UBS financial advisors Antwyne DeLonde and Walt Williams were tapped Monday by NBA superstar Kyrie Irving to provide financial education and manage $1.5 million he set aside through his newly created KAI Empowerment Initiative for as many as a dozen WNBA players opting to sit out the 2020 season.

NBA superstar Kyrie Irving of the Brooklyn Nets said Monday that UBS’s Peak Wealth Management Group, led by financial advisors Antwyne DeLonde and Walt Williams, will manage $1.5 million that Irving’s newly created KAI Empowerment Initiative has earmarked for WNBA ballers who have opted not to play this season.

Irving, whose three-pointer over the Warriors’ Stephen Curry in Game 7 of the 2016 NBA finals helped seal the Cleveland Cavs’ stunning comeback against Golden State, said Monday in a statement that the money is intended to “relieve some of the financial strain imposed during these challenging times…whether a person decided to fight for social justice…focus on physical or mental health, or simply connect with their families.”

The idea, Irving said, came from talks with a number of WNBA players that were facilitated by the Washington Mystics’ Natasha Cloud the Seattle Storm’s Jewell Loyd, that woke him up to the “challenges and opportunities of their decisions and how it will impact their lives, family, and overall wellbeing.”

Cloud, an anti-gun and Black Lives Matter activist, is one of 4 players who has decided to sit out the season to promote social justice; most of the remaining 8 players and coaches who are sitting out are doing it for health reasons, according to NBC Sports. The WNBA season started July 25.

• **Given information**
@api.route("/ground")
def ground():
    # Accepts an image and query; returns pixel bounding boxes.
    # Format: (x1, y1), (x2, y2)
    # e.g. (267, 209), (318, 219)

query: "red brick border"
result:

---

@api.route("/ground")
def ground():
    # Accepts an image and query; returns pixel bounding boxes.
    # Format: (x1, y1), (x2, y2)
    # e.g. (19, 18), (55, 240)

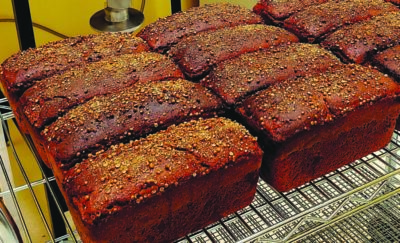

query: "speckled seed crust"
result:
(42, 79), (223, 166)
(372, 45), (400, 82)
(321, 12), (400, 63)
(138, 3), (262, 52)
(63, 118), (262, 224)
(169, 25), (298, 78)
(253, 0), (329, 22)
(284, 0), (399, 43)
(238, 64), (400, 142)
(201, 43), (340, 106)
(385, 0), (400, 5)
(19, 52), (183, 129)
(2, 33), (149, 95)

• **Aim of the exercise**
Carry on the article about Kyrie Irving's fund for WNBA players from the point where it ends. The items are unrelated material and have nothing to do with the article.

• **Result**
Irving has demonstrated an ardent commitment to social justice in the wake of the murder of unarmed black man George Floyd in Minneapolis by several police officers in June, which set off a series of protests nationwide. According to ESPN, Irving made a plea to a group of NBA players to opt out of the season on a conference call in June (it resumes July 30) in part to address systemic racial injustice. Irving went on to produce a one-hour documentary that aired in the second week of July on Players TV about Breonna Taylor, another unarmed black person who was killed by Louisville plainclothes police in March, according to Forbes.

DeLonde and Williams told WealthManagement.com Monday that they will be offering whoever signs up for Irving’s initiative UBS’s “Own Your Worth” financial literacy program, which launched earlier this year to empower women to take a more active role in managing their families’ finances. The program grew out of UBS research first published in 2018 that found women were not playing enough of a role in steering family finances, a problem which was only exacerbated during the pandemic.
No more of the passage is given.